>> START Excerpted data
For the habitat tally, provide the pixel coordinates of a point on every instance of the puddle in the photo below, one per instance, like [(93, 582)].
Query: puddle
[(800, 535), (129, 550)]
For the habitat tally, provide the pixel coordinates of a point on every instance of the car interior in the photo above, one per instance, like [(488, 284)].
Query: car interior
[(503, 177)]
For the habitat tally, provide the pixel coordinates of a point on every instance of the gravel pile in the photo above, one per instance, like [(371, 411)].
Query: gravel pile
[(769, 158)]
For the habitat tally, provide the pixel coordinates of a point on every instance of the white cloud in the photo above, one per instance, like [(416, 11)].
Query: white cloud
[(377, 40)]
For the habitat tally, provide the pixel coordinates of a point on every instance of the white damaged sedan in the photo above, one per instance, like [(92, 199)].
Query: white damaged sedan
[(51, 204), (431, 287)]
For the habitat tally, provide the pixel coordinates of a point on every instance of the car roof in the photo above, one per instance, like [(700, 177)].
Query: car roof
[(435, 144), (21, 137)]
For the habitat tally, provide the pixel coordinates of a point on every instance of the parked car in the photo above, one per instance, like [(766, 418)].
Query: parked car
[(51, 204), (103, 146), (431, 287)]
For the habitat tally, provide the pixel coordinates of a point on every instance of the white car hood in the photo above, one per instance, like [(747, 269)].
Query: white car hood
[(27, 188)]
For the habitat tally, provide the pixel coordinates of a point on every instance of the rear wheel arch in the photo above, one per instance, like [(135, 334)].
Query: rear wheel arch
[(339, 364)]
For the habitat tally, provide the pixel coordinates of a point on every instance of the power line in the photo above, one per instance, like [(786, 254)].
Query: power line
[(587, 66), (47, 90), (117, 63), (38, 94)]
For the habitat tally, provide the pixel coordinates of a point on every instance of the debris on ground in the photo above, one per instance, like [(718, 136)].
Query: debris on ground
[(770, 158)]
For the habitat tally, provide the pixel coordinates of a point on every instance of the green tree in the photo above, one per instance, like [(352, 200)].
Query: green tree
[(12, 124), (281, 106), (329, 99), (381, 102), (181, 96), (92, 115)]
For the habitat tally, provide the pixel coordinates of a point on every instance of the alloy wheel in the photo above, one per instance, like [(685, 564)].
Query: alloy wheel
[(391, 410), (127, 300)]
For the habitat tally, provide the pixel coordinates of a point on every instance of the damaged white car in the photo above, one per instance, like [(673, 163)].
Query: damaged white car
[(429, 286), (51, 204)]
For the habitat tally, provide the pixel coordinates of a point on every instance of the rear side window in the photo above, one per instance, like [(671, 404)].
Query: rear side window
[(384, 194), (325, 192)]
>> END Excerpted data
(Task brief)
Please give all the records above as a JSON list of strings, one string per line, with blank lines left out.

(Result of the task)
[
  "For the habitat tally, provide the pixel coordinates of a point on every instance of the puddle in the photo below, one per instance, like [(93, 582)].",
  "Query: puddle",
  "[(800, 535), (129, 550)]",
  "For the habitat tally, provide the pixel coordinates of a point on every instance of the car interior in the photo above, one per instance, like [(488, 284)].",
  "Query: car interior",
  "[(503, 177)]",
  "For the habitat tally, provide the pixel coordinates of a point on every instance of the gravel pile in the photo above, one per instance, like [(371, 411)].",
  "Query: gravel pile",
  "[(769, 158)]",
  "For the habitat tally, provide the pixel coordinates of a point on every instance of the white cloud in the photo above, one per instance, like [(416, 11)].",
  "Query: white cloud",
  "[(377, 40)]",
  "For the habitat tally, provide the pixel coordinates of a point on every instance of the white damaged sedan in the photo above, one per instance, like [(92, 199)].",
  "Query: white damaged sedan",
  "[(51, 204), (431, 287)]",
  "For the habitat tally, provide the pixel coordinates of a point on every instance of the car roof in the photo above, one per instance, like [(700, 177)].",
  "Query: car roof",
  "[(435, 144), (21, 137)]",
  "For the habitat tally, provide the pixel coordinates of a point on every instance of the parked car in the photo above, one per instance, like [(766, 418)].",
  "Query: parked car",
  "[(51, 204), (103, 146), (431, 287)]",
  "For the habitat tally, provide the pixel coordinates of a point on every instance of the white car hood in the photo above, one per instance, like [(747, 269)].",
  "Query: white car hood",
  "[(27, 188)]",
  "For the habitat tally, provide the pixel coordinates of a point on every instance of the rear wheel arch in the photo above, one per instance, like [(135, 334)].",
  "Query: rear wheel arch",
  "[(339, 364)]",
  "For the habitat tally, provide the pixel coordinates of a point on every instance of the power line in the photo above, one per instance, like [(786, 254)].",
  "Query: power line",
  "[(587, 66), (47, 90), (117, 63), (38, 94)]",
  "For the habitat tally, provide the pixel coordinates of a point on every instance of the debris on ground in the photo above, one per instance, like [(718, 136)].",
  "Query: debris on ground",
  "[(770, 158)]",
  "For the habitat tally, provide the pixel coordinates of a point on every instance of the green tree in the photo above, one per instance, like [(352, 200)].",
  "Query: green tree",
  "[(12, 124), (281, 106), (329, 99), (381, 102), (181, 96), (92, 115)]",
  "For the habitat tally, provide the pixel coordinates of a point on every instance of the alloy wheel in the photo above, one per instance, like [(685, 564)].",
  "Query: alloy wheel",
  "[(391, 410), (127, 300)]",
  "For the habitat tally, provide the pixel coordinates of a point on every instance of the damaged white car in the photo above, one per instance, like [(673, 163)].",
  "Query: damaged white car",
  "[(429, 286), (51, 204)]",
  "For the habitat tally, provide the pixel coordinates of a point on every instance of the rear side window in the photo above, one per instance, like [(671, 404)].",
  "Query: rear side window",
  "[(384, 194), (325, 192)]"
]